■ EXERCISE DETAILS
Repeat the records below exactly, leaving out every picture.

***** RECORDS FOR THIS EXERCISE *****

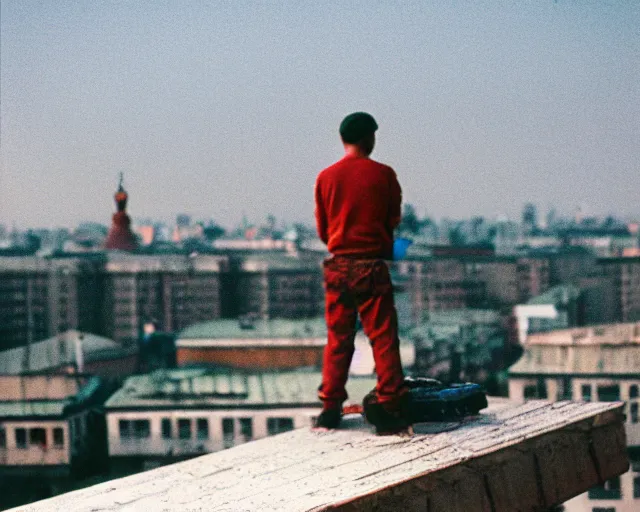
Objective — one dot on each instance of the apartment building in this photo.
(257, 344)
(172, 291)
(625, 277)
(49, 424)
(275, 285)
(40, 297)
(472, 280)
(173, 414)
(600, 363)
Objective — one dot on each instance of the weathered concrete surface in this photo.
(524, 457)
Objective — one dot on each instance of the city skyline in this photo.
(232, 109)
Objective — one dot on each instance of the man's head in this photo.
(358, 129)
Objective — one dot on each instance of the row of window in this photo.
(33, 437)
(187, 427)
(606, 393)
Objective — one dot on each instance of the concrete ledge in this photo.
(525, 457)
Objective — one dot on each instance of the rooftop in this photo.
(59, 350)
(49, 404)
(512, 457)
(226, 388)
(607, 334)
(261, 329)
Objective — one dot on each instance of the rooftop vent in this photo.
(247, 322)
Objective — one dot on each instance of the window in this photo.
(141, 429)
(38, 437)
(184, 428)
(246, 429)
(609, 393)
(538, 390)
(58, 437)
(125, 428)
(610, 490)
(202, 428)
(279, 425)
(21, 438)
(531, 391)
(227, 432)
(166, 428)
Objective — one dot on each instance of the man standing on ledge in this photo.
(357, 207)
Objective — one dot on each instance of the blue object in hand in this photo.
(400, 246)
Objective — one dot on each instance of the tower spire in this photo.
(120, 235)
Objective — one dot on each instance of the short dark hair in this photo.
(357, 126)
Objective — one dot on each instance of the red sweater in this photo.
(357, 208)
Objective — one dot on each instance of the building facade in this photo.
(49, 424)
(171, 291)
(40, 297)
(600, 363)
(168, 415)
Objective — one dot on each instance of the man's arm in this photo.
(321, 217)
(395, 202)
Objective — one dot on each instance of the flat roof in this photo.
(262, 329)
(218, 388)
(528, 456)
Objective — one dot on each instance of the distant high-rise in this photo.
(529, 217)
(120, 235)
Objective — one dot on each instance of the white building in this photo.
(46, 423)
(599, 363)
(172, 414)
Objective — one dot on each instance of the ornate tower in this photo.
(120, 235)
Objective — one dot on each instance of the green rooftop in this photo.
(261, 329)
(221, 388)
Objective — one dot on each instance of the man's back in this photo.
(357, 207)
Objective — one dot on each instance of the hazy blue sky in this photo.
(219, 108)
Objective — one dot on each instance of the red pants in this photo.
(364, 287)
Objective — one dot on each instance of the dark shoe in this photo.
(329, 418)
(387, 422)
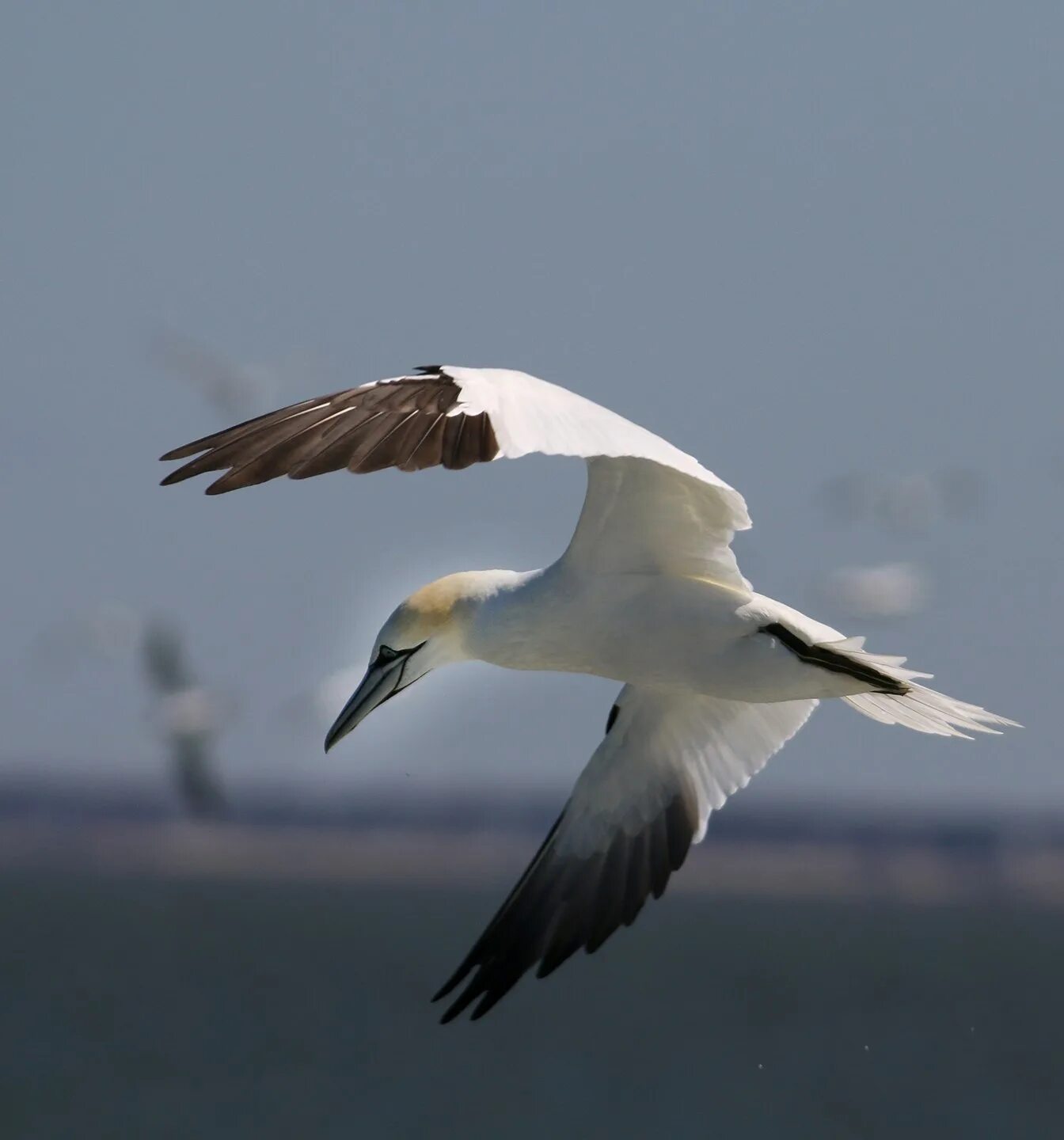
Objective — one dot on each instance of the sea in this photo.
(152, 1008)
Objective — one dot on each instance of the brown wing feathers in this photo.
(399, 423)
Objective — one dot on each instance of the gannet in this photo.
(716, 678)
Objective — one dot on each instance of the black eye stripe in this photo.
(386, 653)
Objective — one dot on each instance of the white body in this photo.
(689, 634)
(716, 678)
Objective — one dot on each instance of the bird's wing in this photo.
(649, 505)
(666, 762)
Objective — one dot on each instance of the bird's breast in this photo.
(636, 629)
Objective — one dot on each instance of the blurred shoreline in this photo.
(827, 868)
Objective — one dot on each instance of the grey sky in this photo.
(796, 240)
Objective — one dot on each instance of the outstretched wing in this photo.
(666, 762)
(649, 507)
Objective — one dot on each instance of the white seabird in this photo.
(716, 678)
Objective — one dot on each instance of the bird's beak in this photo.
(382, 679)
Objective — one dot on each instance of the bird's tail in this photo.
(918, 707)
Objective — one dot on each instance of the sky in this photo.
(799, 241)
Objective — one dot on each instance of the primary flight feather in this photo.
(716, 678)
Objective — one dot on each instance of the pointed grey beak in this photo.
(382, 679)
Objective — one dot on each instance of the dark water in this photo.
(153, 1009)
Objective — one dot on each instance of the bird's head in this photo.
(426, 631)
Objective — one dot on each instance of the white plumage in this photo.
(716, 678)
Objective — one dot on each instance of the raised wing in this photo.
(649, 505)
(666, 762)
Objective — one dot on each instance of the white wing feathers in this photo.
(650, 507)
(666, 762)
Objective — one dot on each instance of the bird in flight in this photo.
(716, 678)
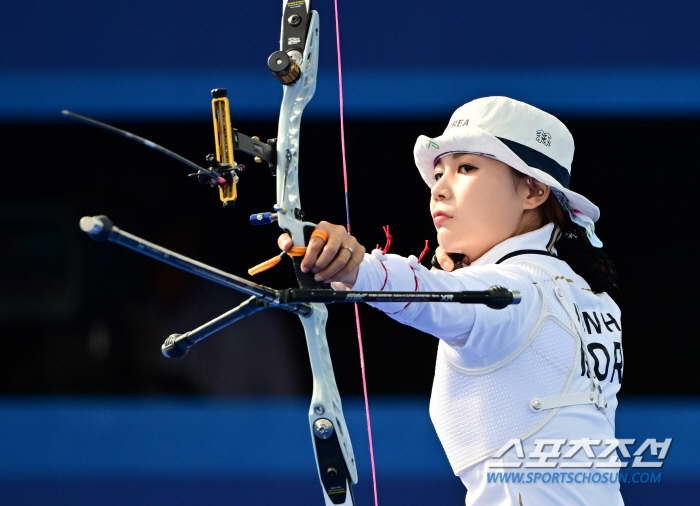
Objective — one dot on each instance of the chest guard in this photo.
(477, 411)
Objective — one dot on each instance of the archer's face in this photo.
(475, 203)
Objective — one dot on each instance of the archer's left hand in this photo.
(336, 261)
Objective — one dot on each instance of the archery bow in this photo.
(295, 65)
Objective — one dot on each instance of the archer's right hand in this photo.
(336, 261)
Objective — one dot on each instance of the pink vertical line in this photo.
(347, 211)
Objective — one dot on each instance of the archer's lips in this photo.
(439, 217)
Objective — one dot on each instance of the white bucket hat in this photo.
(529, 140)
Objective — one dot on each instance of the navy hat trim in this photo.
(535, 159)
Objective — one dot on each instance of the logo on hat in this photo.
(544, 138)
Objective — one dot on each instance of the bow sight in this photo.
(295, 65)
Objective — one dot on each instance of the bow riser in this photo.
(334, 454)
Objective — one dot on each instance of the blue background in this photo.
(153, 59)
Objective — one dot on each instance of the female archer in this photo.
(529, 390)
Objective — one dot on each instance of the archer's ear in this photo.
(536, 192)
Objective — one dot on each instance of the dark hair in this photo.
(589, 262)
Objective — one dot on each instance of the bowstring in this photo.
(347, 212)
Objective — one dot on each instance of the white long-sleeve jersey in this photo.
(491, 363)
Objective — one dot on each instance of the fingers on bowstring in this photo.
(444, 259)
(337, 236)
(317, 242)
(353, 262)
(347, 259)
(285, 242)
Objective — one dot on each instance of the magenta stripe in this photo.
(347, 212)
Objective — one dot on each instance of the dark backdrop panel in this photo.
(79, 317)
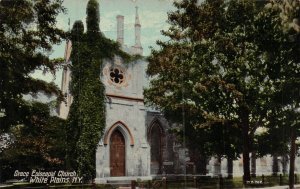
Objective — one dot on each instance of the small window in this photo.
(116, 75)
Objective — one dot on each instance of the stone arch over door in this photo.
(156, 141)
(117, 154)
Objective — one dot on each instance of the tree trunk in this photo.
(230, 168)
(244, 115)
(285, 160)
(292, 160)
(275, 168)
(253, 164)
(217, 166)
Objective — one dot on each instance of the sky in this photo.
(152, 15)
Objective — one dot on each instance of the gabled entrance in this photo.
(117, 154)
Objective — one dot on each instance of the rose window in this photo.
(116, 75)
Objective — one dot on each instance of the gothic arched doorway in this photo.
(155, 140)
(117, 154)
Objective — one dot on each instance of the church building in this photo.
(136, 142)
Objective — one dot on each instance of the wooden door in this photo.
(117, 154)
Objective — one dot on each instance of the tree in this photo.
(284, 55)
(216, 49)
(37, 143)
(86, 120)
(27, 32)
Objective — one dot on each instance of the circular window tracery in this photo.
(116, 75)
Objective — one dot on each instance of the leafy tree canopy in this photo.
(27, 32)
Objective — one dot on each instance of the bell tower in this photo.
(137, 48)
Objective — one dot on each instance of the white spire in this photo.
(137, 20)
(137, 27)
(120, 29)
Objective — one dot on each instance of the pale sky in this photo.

*****

■ RESPONSE BELOW
Objective — one dot on each instance of the apartment building in this photo.
(257, 344)
(172, 291)
(625, 277)
(49, 424)
(275, 285)
(40, 297)
(472, 280)
(173, 414)
(600, 363)
Objective — one dot on each instance of the weathered concrete surface in this photo.
(524, 457)
Objective — one dot on each instance of the city skyline in this photo.
(232, 109)
Objective — one dot on each instance of the man's head in this photo.
(358, 129)
Objective — one dot on each instance of the row of window in this photo.
(33, 437)
(187, 427)
(606, 393)
Objective — one dot on each instance of the concrete ledge in this photo.
(525, 457)
Objective — one dot on each instance of the rooftop in this photo.
(59, 350)
(49, 404)
(512, 457)
(226, 388)
(607, 334)
(261, 329)
Objective — one dot on each instance of the rooftop vent in this photo.
(247, 322)
Objective — one dot on each instance of the window in this photo.
(141, 429)
(38, 437)
(184, 428)
(246, 429)
(609, 393)
(538, 390)
(58, 437)
(125, 428)
(610, 490)
(202, 428)
(279, 425)
(21, 438)
(531, 391)
(227, 432)
(166, 428)
Objective — one dot on each instance of the man standing on ledge in this photo.
(357, 207)
Objective — one dot on each instance of the blue object in hand in this photo.
(400, 246)
Objective — one dot on each instance of the tower spire in this photo.
(120, 235)
Objective — one dot on each instance of the short dark hair in this photo.
(357, 126)
Objective — one dot on each instance of the red sweater in this photo.
(357, 208)
Objective — one dot on each instance of the building facade in this photo.
(49, 424)
(171, 291)
(40, 297)
(600, 363)
(168, 415)
Objective — one dot on each instance of the man's arm in this photo.
(321, 217)
(395, 202)
Objective — one dot on each instance of the flat roof in this photo.
(262, 329)
(218, 388)
(528, 456)
Objective — one dot on each instance of the distant high-rise in this photo.
(529, 217)
(120, 235)
Objective — one dot on each instance of the white building in this photo.
(46, 423)
(599, 363)
(172, 414)
Objective — one dot on each instance of the ornate tower in this photo.
(120, 235)
Objective — one dot on each instance of the green rooftop in this photo.
(261, 329)
(221, 388)
Objective — one dot on each instance of the man's back in this photo.
(357, 207)
Objective — one dot on each instance of the hazy blue sky in this photo.
(219, 108)
Objective — one dot on each instance of the red pants in this photo.
(364, 287)
Objective — one dot on each instance of the dark shoe in this photo.
(329, 418)
(387, 422)
Objective — one dot on each instance of the sea in this photo.
(152, 1008)
Objective — one dot on each instance of the brown wing feathers in this photo.
(399, 423)
Objective — one dot on each instance of the gannet in this photo.
(716, 678)
Objective — one dot on each instance of the black eye stripe in this photo.
(386, 653)
Objective — one dot on each instance of the white body in this photo.
(689, 634)
(716, 678)
Objective — one dot on each instance of the bird's wing in this photo.
(649, 505)
(666, 762)
Objective — one dot on each instance of the bird's breast in this photo.
(636, 629)
Objective — one dot on each instance of the blurred shoreline in this photo.
(827, 868)
Objective — one dot on each instance of the grey sky in this photo.
(796, 240)
Objective — one dot on each instance of the outstretched wing in this photo.
(666, 762)
(649, 507)
Objective — one dot on each instance of the white seabird in this photo.
(716, 678)
Objective — one dot on each instance of the bird's beak in this photo.
(382, 679)
Objective — one dot on each instance of the bird's tail in this photo.
(918, 707)
Objective — one dot on each instance of the sky in this photo.
(799, 241)
Objective — one dot on each instance of the primary flight feather in this photo.
(716, 678)
Objective — one dot on each instance of the pointed grey beak in this photo.
(382, 679)
Objective — one dot on each instance of the dark water in this photo.
(153, 1009)
Objective — one dot on each instance of the bird's head in this photo.
(426, 631)
Objective — one dot on each instance of the white plumage in this photo.
(716, 678)
Objective — one dot on each instance of the raised wing in this photo.
(649, 505)
(666, 762)
Objective — one dot on each instance of the white wing feathers in this photo.
(650, 507)
(666, 762)
Objective — one dot on each instance of the bird in flight in this photo.
(716, 678)
Objective — one dot on each instance of the chest guard in this photo.
(477, 411)
Objective — one dot on each instance of the archer's face in this photo.
(475, 203)
Objective — one dot on each instance of the archer's left hand in this photo.
(336, 261)
Objective — one dot on each instance of the archery bow in this photo.
(295, 65)
Objective — one dot on each instance of the archer's right hand in this photo.
(336, 261)
Objective — one dot on each instance of the pink vertical line in this photo.
(347, 211)
Objective — one dot on each instance of the archer's lips in this photo.
(439, 217)
Objective — one dot on each instance of the white bucket hat in this photo.
(529, 140)
Objective — one dot on each instance of the navy hat trim in this photo.
(535, 159)
Objective — one dot on each instance of the logo on hat in this photo.
(544, 138)
Objective — one dot on each instance of the bow sight in this photo.
(295, 65)
Objective — one dot on each instance of the bow riser in this photo.
(334, 454)
Objective — one dot on each instance of the blue background in this photo.
(153, 59)
Objective — one dot on each instance of the female archer in this photo.
(529, 390)
Objective — one dot on each instance of the archer's ear in this photo.
(536, 192)
Objective — one dot on each instance of the dark hair in this photo.
(589, 262)
Objective — one dot on each instance of the bowstring in this photo.
(347, 212)
Objective — one dot on each instance of the white long-sleeve jersey in this photo.
(491, 363)
Objective — one dot on each instance of the fingers on bowstring in this photo.
(444, 259)
(337, 236)
(317, 242)
(353, 262)
(347, 259)
(285, 242)
Objective — one dot on each instance of the magenta stripe in this photo.
(347, 212)
Objective — one dot on each instance of the dark backdrop panel in this photo.
(79, 317)
Objective — one dot on each instance of the small window in this photo.
(116, 75)
Objective — one dot on each instance of the stone arch over door in this photo.
(156, 141)
(117, 154)
Objective — one dot on each instance of the tree trunk in this photo.
(230, 168)
(244, 115)
(285, 160)
(292, 160)
(275, 168)
(253, 164)
(217, 166)
Objective — one dot on each instance of the sky in this photo.
(152, 15)
Objective — one dot on each instance of the gabled entrance in this photo.
(117, 154)
Objective — one dot on each instance of the rose window in this photo.
(116, 75)
Objective — one dot on each instance of the gothic arched doorway in this photo.
(155, 140)
(117, 154)
Objective — one dot on each instance of the church building in this photo.
(136, 142)
Objective — one dot on each instance of the wooden door in this photo.
(117, 154)
Objective — one dot on each instance of the tree in this photo.
(284, 55)
(216, 49)
(37, 143)
(86, 120)
(27, 32)
Objective — one dot on each instance of the circular window tracery in this photo.
(116, 75)
Objective — one dot on each instance of the leafy tree canopy in this photo.
(27, 32)
Objective — one dot on each instance of the bell tower in this photo.
(137, 48)
Objective — one dot on each instance of the white spire in this photo.
(137, 20)
(137, 27)
(120, 29)
Objective — one dot on each instance of the pale sky in this photo.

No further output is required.